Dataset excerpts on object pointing
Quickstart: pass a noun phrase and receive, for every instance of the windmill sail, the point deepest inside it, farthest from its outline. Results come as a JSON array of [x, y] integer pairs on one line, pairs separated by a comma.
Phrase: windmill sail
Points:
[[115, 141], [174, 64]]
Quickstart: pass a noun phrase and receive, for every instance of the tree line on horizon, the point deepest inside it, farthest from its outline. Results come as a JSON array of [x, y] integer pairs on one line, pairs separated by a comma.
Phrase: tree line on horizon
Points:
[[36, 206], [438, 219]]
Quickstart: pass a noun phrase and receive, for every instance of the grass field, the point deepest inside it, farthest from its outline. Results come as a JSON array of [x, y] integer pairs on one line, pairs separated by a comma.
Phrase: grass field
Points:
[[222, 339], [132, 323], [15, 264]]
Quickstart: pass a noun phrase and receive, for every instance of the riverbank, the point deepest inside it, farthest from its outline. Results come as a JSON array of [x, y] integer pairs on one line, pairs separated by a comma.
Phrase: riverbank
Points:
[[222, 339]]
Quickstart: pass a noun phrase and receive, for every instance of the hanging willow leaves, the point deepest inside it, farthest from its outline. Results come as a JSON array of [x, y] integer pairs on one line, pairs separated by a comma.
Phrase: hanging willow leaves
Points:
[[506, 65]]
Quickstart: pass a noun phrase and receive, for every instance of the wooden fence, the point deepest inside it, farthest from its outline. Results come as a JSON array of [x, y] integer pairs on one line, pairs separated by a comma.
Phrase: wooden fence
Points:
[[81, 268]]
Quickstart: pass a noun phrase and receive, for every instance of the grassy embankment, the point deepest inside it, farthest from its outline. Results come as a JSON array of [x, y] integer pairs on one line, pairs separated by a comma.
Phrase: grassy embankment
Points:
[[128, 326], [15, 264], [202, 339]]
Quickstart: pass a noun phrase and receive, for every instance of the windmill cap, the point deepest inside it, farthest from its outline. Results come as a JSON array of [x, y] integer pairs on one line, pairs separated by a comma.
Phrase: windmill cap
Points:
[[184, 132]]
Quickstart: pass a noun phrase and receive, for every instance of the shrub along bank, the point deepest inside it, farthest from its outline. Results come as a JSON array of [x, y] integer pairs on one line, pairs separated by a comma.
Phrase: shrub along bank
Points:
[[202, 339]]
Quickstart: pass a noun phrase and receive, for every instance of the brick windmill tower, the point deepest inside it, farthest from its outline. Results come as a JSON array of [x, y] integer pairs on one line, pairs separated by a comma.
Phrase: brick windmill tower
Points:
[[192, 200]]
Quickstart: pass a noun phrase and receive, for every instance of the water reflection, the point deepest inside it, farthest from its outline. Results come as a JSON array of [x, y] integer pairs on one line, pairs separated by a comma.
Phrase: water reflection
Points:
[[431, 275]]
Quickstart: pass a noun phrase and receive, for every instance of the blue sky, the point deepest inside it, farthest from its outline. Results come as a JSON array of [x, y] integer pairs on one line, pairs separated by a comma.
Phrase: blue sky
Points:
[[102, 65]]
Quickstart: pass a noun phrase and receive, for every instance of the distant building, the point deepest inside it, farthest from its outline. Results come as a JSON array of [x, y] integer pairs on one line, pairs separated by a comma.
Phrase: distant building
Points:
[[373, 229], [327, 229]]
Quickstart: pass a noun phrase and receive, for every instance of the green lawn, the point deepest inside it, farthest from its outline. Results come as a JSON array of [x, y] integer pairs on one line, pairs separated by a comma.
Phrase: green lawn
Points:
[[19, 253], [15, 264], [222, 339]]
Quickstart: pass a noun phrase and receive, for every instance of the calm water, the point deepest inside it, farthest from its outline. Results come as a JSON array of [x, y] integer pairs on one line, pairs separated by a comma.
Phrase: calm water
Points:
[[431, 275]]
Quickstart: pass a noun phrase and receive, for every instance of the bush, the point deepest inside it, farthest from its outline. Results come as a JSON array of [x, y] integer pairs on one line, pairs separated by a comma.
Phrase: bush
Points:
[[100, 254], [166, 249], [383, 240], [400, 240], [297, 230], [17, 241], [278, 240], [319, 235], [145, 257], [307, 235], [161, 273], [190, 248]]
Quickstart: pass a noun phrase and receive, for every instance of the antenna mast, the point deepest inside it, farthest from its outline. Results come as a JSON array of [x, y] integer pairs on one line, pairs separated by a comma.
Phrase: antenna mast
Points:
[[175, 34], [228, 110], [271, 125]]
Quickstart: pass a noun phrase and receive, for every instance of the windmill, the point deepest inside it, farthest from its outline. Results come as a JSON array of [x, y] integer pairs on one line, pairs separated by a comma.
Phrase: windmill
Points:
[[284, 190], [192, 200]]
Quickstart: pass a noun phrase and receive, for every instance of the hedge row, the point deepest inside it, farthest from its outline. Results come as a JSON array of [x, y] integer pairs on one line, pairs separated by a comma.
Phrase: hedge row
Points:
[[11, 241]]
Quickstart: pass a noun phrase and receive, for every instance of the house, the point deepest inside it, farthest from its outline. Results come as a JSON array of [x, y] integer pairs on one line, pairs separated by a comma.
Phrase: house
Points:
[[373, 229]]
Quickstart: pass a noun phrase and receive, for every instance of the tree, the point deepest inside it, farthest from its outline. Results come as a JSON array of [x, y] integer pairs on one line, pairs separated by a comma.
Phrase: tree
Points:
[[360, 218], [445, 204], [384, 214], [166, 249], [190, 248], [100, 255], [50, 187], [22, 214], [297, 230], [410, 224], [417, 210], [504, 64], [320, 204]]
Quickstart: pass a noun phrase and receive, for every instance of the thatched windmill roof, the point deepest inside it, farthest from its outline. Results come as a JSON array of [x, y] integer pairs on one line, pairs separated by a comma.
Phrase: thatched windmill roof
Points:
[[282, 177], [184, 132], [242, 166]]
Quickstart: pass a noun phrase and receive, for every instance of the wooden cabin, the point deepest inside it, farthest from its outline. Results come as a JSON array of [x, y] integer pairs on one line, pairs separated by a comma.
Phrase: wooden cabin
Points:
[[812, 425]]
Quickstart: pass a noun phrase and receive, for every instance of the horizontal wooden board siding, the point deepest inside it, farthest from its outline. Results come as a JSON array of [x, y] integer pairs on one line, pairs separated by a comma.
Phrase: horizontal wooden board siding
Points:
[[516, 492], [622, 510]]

> Task details
Recast every line of the rows above as a Markdown table with the columns "Line No." and "Text", numbering each line and leaving out blank lines.

> Exercise solution
| Line No. | Text |
|---|---|
| 1 | Quickstart: pass a noun phrase and receive, for every instance of the windmill sail, the point deepest inside it, farthest from its outline. Results come as a JSON array of [x, y] integer pairs on one line, pairs separated by a comma. |
| 2 | Phrase: windmill sail |
| 3 | Points: |
| 4 | [[115, 141], [174, 64]] |
| 5 | Quickstart: pass a noun phrase and receive, for every instance of the tree line on horizon, the point deepest inside it, farthest from its outline. Results come as a JSON array of [x, y] integer pairs on one line, pairs separated by a comma. |
| 6 | Phrase: tree line on horizon |
| 7 | Points: |
| 8 | [[36, 206], [438, 219]] |
| 9 | Quickstart: pass a noun phrase and receive, for every instance of the grass field, the point deepest inside it, farthest from its outline. Results come as a JSON array of [x, y] integer pairs on one line, pairs separated by a comma. |
| 10 | Phrase: grass field |
| 11 | Points: |
| 12 | [[222, 339], [132, 323], [15, 264]] |
| 13 | Quickstart: pass a noun phrase and receive, for every instance of the riverbank, the point deepest inside it, farthest from its outline. Results come as a JSON array of [x, y] integer pairs on one line, pairs separated by a comma. |
| 14 | Phrase: riverbank |
| 15 | Points: |
| 16 | [[222, 339]] |
| 17 | Quickstart: pass a noun phrase and receive, for every instance of the hanging willow leaves, the point deepest inside it, farthest from its outline. Results come as a JSON array of [x, y] integer pairs on one line, pairs separated by a comma. |
| 18 | Phrase: hanging willow leaves |
| 19 | Points: |
| 20 | [[506, 65]] |
| 21 | Quickstart: pass a noun phrase and receive, for every instance of the wooden fence, the point deepest inside it, farthest from its outline. Results come as a JSON array of [x, y] integer pairs on one line, pairs separated by a comma. |
| 22 | Phrase: wooden fence |
| 23 | Points: |
| 24 | [[81, 268]] |
| 25 | Quickstart: pass a noun phrase and receive, for every instance of the grassy embankment, the point deepest inside it, farthest from its outline. Results come as a JSON array of [x, y] integer pairs on one line, pairs separated by a comma. |
| 26 | Phrase: grassy embankment |
| 27 | Points: |
| 28 | [[128, 326], [15, 264], [202, 339]] |
| 29 | Quickstart: pass a noun phrase and receive, for every instance of the windmill cap, the point deepest inside it, farthest from its outline. Results come as a JSON array of [x, y] integer pairs on one line, pairs separated by a comma. |
| 30 | Phrase: windmill cap |
| 31 | Points: |
| 32 | [[184, 132]] |
| 33 | Quickstart: pass a noun phrase and receive, for every instance of the shrub along bank, the point deepest inside it, farthest from its outline. Results come as a JSON array of [x, y] integer pairs on one line, pairs separated by a comma. |
| 34 | Phrase: shrub along bank |
| 35 | Points: |
| 36 | [[202, 339]] |
| 37 | Quickstart: pass a noun phrase and receive, for every instance of the brick windmill tower, the point deepest inside it, farthest from its outline. Results come as a JSON array of [x, y] integer pairs on one line, pairs separated by a comma. |
| 38 | Phrase: brick windmill tower |
| 39 | Points: |
| 40 | [[192, 200]] |
| 41 | Quickstart: pass a noun phrase and receive, for every instance of the water reflection, the point deepest inside it, farthest from its outline. Results come as a JSON array of [x, y] integer pairs on one line, pairs separated by a comma. |
| 42 | Phrase: water reflection |
| 43 | Points: |
| 44 | [[431, 275]] |
| 45 | Quickstart: pass a noun phrase and receive, for every instance of the blue sky, the point deepest inside it, farthest from its outline. Results come as a JSON array of [x, y] integer pairs on one line, pairs separated by a comma. |
| 46 | Phrase: blue sky |
| 47 | Points: |
| 48 | [[102, 65]] |
| 49 | Quickstart: pass a noun phrase and receive, for every instance of the distant building, the point deepest inside it, farthest from its outline. Results come as a JSON array of [x, y] integer pairs on one line, pairs separated by a comma. |
| 50 | Phrase: distant building |
| 51 | Points: |
| 52 | [[373, 229], [327, 229]] |
| 53 | Quickstart: pass a noun phrase and receive, for every instance of the green lawn, the point deepest inside it, farthest from its outline. Results come as a JSON array of [x, y] integer pairs on one line, pairs separated by a comma. |
| 54 | Phrase: green lawn |
| 55 | Points: |
| 56 | [[19, 253], [15, 264], [222, 339]] |
| 57 | Quickstart: pass a noun phrase and receive, for every instance of the calm water, the point deepest inside it, farthest from its outline. Results come as a JSON array of [x, y] integer pairs on one line, pairs separated by a comma. |
| 58 | Phrase: calm water |
| 59 | Points: |
| 60 | [[431, 275]] |
| 61 | Quickstart: pass a noun phrase and receive, for every instance of the bush, the point deepest inside it, farthest from its outline. Results come as a JSON array of [x, y] integer pairs on one line, pairs separated by a comma. |
| 62 | Phrase: bush |
| 63 | Points: |
| 64 | [[100, 254], [166, 249], [383, 240], [400, 240], [297, 230], [17, 241], [278, 240], [319, 235], [145, 257], [307, 235], [161, 273], [190, 248]] |
| 65 | Quickstart: pass a noun phrase and receive, for every instance of the antenna mast, the point deepest inside it, farthest from its outline. Results come as a JSON array of [x, y] integer pairs on one line, pairs separated by a comma. |
| 66 | Phrase: antenna mast |
| 67 | Points: |
| 68 | [[175, 34], [228, 110], [271, 125]] |
| 69 | Quickstart: pass a noun phrase and receive, for every instance of the windmill, the point deepest inside it, farthest from its outline. Results come as a JSON array of [x, y] integer pairs on one line, pairs separated by a comma. |
| 70 | Phrase: windmill |
| 71 | Points: |
| 72 | [[284, 190], [192, 200]] |
| 73 | Quickstart: pass a noun phrase and receive, for every instance of the hedge row, the point deepest inside it, farthest from its outline. Results come as a JSON array of [x, y] integer pairs on one line, pairs separated by a comma. |
| 74 | Phrase: hedge row |
| 75 | Points: |
| 76 | [[11, 241]] |
| 77 | Quickstart: pass a noun phrase and receive, for every instance of the house, the point deepest inside it, farthest from its outline. Results come as a JSON array of [x, y] integer pairs on one line, pairs separated by a comma. |
| 78 | Phrase: house |
| 79 | Points: |
| 80 | [[373, 229]] |
| 81 | Quickstart: pass a noun phrase and receive, for every instance of the tree, the point deepest inside it, farthest from its outline. Results come as a JSON array of [x, y] integer pairs on one line, pairs separated by a comma. |
| 82 | Phrase: tree |
| 83 | Points: |
| 84 | [[360, 218], [445, 204], [384, 214], [166, 249], [190, 248], [100, 255], [50, 187], [22, 214], [297, 230], [410, 224], [417, 210], [504, 64], [320, 204]] |
| 85 | Quickstart: pass a noun phrase and receive, for every instance of the thatched windmill roof, the point deepest inside it, farthest from its outline. Results come as a JSON array of [x, y] integer pairs on one line, pairs separated by a comma. |
| 86 | Phrase: thatched windmill roof |
| 87 | Points: |
| 88 | [[282, 177], [184, 132], [242, 166]] |
| 89 | Quickstart: pass a noun phrase and receive, for every instance of the wooden cabin, the point deepest inside it, farthest from its outline. Results come as a JSON array of [x, y] integer pairs on one line, pairs separated by a comma. |
| 90 | Phrase: wooden cabin |
| 91 | Points: |
| 92 | [[812, 425]] |
| 93 | Quickstart: pass a noun phrase and receive, for every instance of the horizontal wooden board siding, the point deepest inside it, farthest from its outline. Results come as a JSON array of [x, y] integer pairs on one line, pairs separated by a comma. |
| 94 | Phrase: horizontal wooden board siding |
| 95 | Points: |
| 96 | [[516, 492], [622, 510]] |